◆ **Task goal**
Copy all records verbatim, images excluded.

◆ **Referring expression pointing data**
_ _ _

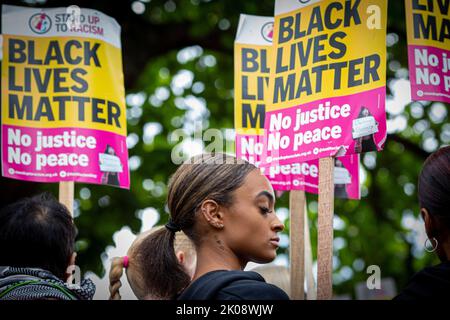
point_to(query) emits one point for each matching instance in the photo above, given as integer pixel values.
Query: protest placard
(253, 53)
(63, 101)
(428, 31)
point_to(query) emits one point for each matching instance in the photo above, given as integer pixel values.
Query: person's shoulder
(232, 285)
(429, 283)
(251, 286)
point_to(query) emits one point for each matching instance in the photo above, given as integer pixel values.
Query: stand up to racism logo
(40, 23)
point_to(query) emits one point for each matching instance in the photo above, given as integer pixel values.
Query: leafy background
(178, 68)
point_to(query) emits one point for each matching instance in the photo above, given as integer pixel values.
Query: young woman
(226, 207)
(434, 199)
(37, 240)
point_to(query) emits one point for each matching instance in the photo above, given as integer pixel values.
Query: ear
(429, 224)
(181, 257)
(212, 213)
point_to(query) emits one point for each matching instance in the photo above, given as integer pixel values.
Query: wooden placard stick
(297, 202)
(66, 193)
(310, 285)
(325, 229)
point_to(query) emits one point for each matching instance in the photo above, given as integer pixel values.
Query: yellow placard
(57, 82)
(327, 49)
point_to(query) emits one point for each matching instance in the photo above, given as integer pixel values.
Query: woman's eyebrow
(267, 194)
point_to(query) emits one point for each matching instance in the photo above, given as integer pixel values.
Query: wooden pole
(310, 285)
(297, 202)
(66, 193)
(325, 229)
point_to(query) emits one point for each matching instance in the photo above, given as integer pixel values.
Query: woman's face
(250, 224)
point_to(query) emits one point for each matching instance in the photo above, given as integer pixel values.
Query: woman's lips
(275, 241)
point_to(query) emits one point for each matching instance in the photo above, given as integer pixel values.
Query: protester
(137, 269)
(37, 239)
(434, 199)
(226, 207)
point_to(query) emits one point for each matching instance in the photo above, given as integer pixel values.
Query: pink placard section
(325, 128)
(429, 72)
(302, 176)
(65, 154)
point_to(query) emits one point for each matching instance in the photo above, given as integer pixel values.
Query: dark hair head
(434, 185)
(37, 232)
(205, 177)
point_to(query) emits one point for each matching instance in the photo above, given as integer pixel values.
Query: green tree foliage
(178, 57)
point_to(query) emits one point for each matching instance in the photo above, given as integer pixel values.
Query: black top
(430, 283)
(232, 285)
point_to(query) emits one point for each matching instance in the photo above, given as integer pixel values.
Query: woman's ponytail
(115, 274)
(167, 277)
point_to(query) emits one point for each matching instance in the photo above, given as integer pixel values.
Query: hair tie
(172, 226)
(125, 262)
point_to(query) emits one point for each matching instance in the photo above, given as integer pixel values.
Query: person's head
(434, 199)
(220, 202)
(276, 275)
(37, 232)
(137, 270)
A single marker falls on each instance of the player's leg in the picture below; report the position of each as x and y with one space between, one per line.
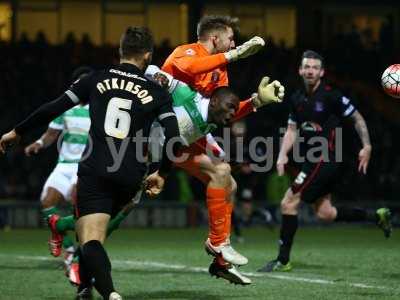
93 210
218 180
289 225
116 221
220 185
327 212
56 189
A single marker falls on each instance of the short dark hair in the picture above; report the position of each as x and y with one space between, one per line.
312 54
80 72
135 41
210 23
223 91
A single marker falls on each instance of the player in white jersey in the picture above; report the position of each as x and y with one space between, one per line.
70 131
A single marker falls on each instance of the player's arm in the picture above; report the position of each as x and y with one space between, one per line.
77 93
362 130
287 143
47 139
267 93
154 183
43 115
194 65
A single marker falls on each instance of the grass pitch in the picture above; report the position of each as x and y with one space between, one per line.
329 263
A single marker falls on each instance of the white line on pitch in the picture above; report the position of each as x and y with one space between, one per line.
122 264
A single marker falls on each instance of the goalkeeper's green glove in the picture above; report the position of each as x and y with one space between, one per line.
268 93
248 48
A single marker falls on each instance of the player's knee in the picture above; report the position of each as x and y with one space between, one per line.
233 187
290 204
222 174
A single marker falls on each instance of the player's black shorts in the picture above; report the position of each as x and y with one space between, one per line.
316 180
101 195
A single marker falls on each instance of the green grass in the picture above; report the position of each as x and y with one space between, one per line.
161 264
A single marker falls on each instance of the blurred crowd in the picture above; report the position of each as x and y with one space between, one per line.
34 72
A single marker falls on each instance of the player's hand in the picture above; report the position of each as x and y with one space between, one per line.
268 93
364 157
9 139
280 164
153 184
33 148
248 48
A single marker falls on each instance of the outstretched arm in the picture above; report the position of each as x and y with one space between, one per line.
47 139
362 130
194 65
43 115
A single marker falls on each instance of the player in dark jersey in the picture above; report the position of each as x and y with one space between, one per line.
123 105
317 110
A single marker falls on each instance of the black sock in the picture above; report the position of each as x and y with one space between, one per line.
354 214
98 266
288 230
86 280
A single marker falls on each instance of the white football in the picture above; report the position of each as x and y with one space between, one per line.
391 81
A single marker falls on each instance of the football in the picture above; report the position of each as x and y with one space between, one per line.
391 81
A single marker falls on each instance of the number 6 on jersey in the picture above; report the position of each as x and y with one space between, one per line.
118 121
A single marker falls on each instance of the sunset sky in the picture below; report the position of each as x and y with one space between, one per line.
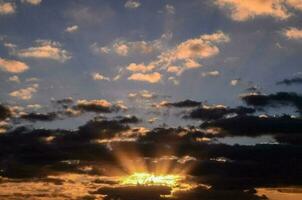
204 92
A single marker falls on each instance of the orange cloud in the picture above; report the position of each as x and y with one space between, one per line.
26 93
7 8
293 33
32 2
242 10
45 49
13 66
98 77
151 78
140 67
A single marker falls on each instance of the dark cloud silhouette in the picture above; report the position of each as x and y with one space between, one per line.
184 104
218 112
39 116
128 119
280 98
134 192
202 193
255 126
4 112
292 81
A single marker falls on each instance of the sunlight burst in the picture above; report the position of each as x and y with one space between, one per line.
151 179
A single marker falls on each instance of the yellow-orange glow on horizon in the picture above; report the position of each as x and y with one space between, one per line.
151 179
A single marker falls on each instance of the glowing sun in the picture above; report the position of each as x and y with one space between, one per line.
150 179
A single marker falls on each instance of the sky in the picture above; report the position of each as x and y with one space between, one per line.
198 88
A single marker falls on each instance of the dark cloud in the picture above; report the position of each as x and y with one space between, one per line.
218 112
280 98
128 119
184 104
202 193
255 126
134 192
39 116
290 81
4 112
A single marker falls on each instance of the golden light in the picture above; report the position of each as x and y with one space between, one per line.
151 179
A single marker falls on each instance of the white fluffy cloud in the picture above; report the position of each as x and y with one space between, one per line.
13 66
124 48
293 33
32 2
25 93
234 82
45 49
191 51
154 77
211 73
170 9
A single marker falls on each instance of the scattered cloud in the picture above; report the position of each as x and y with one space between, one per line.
124 48
14 79
271 100
211 73
10 45
13 66
154 77
72 29
7 8
121 49
248 9
145 94
132 4
39 116
175 69
192 50
140 67
293 33
98 77
234 82
170 9
242 10
26 93
218 111
4 112
182 104
32 2
297 4
45 49
292 81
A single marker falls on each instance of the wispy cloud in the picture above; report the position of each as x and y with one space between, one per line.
13 66
151 77
25 93
45 49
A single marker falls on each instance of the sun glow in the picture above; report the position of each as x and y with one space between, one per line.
151 179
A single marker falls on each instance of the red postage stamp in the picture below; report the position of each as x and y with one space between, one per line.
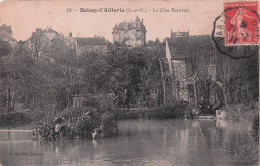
241 23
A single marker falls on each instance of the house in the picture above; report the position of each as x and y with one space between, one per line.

_ _ _

◆ **Finished exercise**
point_to(query) emits one point for each matching instance in the photo above, given as integer pixel values.
Query: protest placard
(253, 53)
(63, 101)
(428, 31)
point_to(query) emits one point for each matching instance in the photo above, given as integer pixel values.
Query: person's shoulder
(232, 285)
(429, 283)
(251, 286)
point_to(query) emits one point for each matching instance in the photo above, given as integer pixel values.
Query: stand up to racism logo
(40, 23)
point_to(query) emits one point for each matching instance in the photo above, given as integer pixel values.
Query: leafy background
(178, 68)
point_to(query) emits one point for each matching instance in the photo above, given as integer pixel values.
Query: young woman
(226, 207)
(434, 199)
(37, 240)
point_to(query) emits one point for each matching instance in the photo above, given as integer pixel values.
Query: ear
(429, 224)
(181, 257)
(212, 213)
point_to(query) emits one point for each matching instance in the photo above, given as integer pixel values.
Query: wooden placard stick
(297, 202)
(66, 193)
(310, 285)
(325, 229)
point_to(query) emits one point for each matching instance in the photo above, given as integer pixel values.
Query: yellow placard
(57, 82)
(327, 49)
point_to(query) emits one point for each matching instance in the photo above, given as integer pixel values.
Query: woman's eyebrow
(267, 194)
point_to(query) emits one point for each matching instance in the photo above, given as integer pixel values.
Query: wooden pole
(310, 285)
(297, 202)
(66, 193)
(325, 229)
point_to(query) emits one point for each matching instance in the photo above, given as integer pixel values.
Query: woman's face
(250, 224)
point_to(query) emits one point for each matching instance in the photo above, given as integer pixel values.
Query: woman's lips
(275, 241)
point_to(query) emits one point for each matching instance in the photo above, given as integer pixel values.
Query: protester
(137, 269)
(37, 239)
(434, 199)
(226, 207)
point_to(query) emits one point for each matching instance in the photo above, given as integer pixel values.
Query: pink placard section
(325, 128)
(429, 72)
(302, 176)
(65, 154)
point_to(query) emits one point for each matching instance in the photo above, given as integer pixel values.
Query: dark hair head
(434, 185)
(37, 232)
(205, 177)
point_to(query) emits one point for each matching instance in the photo above, given as integer pixel values.
Query: green tree foliage
(178, 57)
point_to(query) emits one point for each matching instance in the photo above, given as integer pixel values.
Query: black top
(430, 283)
(232, 285)
point_to(query) emits one point for each matching instance in the photo above, given as integer pixel values.
Query: woman's ponytail
(115, 274)
(167, 277)
point_to(query) emits one point for each matching instance in the photo above, given as integer pixel values.
Query: hair tie
(172, 226)
(125, 262)
point_to(query) emits one point for each matching instance in the photo above, given as integer pixel values.
Query: person's head
(434, 199)
(220, 202)
(276, 275)
(37, 232)
(137, 270)
A single marker falls on each instance of the player's leg in the picture below; report the position of each as x and y with one space between, one per line.
93 210
218 180
289 225
116 221
220 185
327 212
56 189
A single marker falls on each instance of the short dark hair in the picture above; report the position of each as x and y with one space between, one per line.
312 54
80 72
135 41
210 23
223 91
A single marker falls on each instance of the player in white jersey in the picture above; report the position of each as x and y with one space between, one per line.
70 131
A single marker falls on each instance of the player's arm in the picture above; report the position of each as x and y with one space between, one per line.
77 93
362 130
287 143
47 139
267 93
154 183
43 115
194 65
A single marker falls on each instance of the grass pitch in the picture above; report the position of each as x and y with one space between, one per line.
329 263
A single marker falls on each instance of the white line on pitch in the picture above; report the position of each as x and y with one space between, one per line.
122 264
A single marker falls on each instance of the goalkeeper's green glove in the picture above; report the position of each as x and y with one space between, one per line.
268 93
248 48
A single marker falls on each instance of the player's knee in the picture above; report the position of each as x and y with one space between, one per line.
233 187
290 204
222 174
A single marker falls on each instance of the player's black shorts in the picture above; report the position of each as x and y with one space between, one per line.
316 180
101 195
A single marker falls on each instance of the green grass in the picture above; report the position of each as x and y with one space between, one per line.
161 264
A single marker falls on each instance of the blurred crowd in the picture above; report the position of each as x and y with one space between, one per line.
34 72
A single marker falls on each instance of the player's hand in the picture above; report the position of each as x and y with one space between, one per line.
268 93
364 157
9 139
280 164
153 184
33 148
248 48
A single marker falls on each instance of the outstretched arm in the picture above; report the position of each as x and y with one space between, one per line.
47 139
362 130
194 65
43 115
A single marker falls on each instance of the player in dark jersey in the picture above; report the position of each as x and y with one space between, one per line.
123 105
317 110
A single marker falls on each instance of the black sock in the picture above; report the position of each as x and y with one space between, one per line.
354 214
98 266
288 230
86 280
A single marker falls on each instance of the white football in the picture above; report the position of each as x and y with one space between, one per line.
391 81
A single marker falls on each instance of the football in the picture above; report the position of each as x and y with one space between, one per line.
391 81
A single marker falls on each instance of the number 6 on jersey in the picture above; report the position of each as x and y with one space between, one per line.
118 121
A single marker falls on each instance of the sunset sky in the picture below; report the position of each as x and y with one space between, one per line.
204 92
A single marker falls on each instance of the orange cloud in the picture above; report the position of each as x and y with one space between, one per line.
26 93
7 8
293 33
32 2
242 10
45 49
13 66
98 77
151 78
140 67
A single marker falls on each instance of the dark cloud silhouette in the picture above; report the position of each as x and y with one space between, one per line.
184 104
218 112
39 116
128 119
280 98
134 192
202 193
255 126
4 112
292 81
A single marker falls on each instance of the sunlight burst in the picture above; report the position of each as x and y with one space between, one per line.
151 179
A single marker falls on each instance of the yellow-orange glow on horizon in the picture above; report the position of each as x and y with one space between, one per line.
151 179
A single marker falls on each instance of the glowing sun in the picture above; report the position of each as x and y with one space between, one per line.
150 179
A single marker falls on each instance of the sky in the picture above; report the position of each as x and y with one space between, one per line.
198 88
A single marker falls on each instance of the dark cloud in the picture above; report the position of each as x and y with one space between, one per line.
218 112
280 98
128 119
184 104
202 193
255 126
134 192
39 116
290 81
4 112
A single marker falls on each instance of the golden light in the picture above; report the position of each as x and y with one space between, one per line.
151 179
A single marker falls on each instance of the white fluffy cloud in the picture above; report the position of each as x and y with one space between, one per line.
13 66
124 48
293 33
32 2
25 93
234 82
45 49
191 51
154 77
211 73
170 9
A single marker falls on each instance of the scattered cloud in the picture above; report the position of each as x and y with one space between, one per line.
124 48
14 79
271 100
211 73
10 45
13 66
154 77
72 29
7 8
121 49
248 9
145 94
132 4
39 116
175 69
192 50
140 67
293 33
98 77
234 82
170 9
242 10
26 93
218 111
4 112
182 104
32 2
297 4
45 49
292 81
A single marker falls on each instance of the wispy cloud in the picture above; report the position of each as x and y with one space between, one per line.
13 66
151 77
25 93
45 49
A single marker falls on each instance of the sun glow in the picture above; report the position of each as x and y with one space between, one per line.
151 179
A single marker falls on each instance of the red postage stamp in the picture below; report the position of each as x and y with one space between, one per line.
241 23
A single marker falls on each instance of the house in the picture above; report the position of each as x and y with one space between, one per line.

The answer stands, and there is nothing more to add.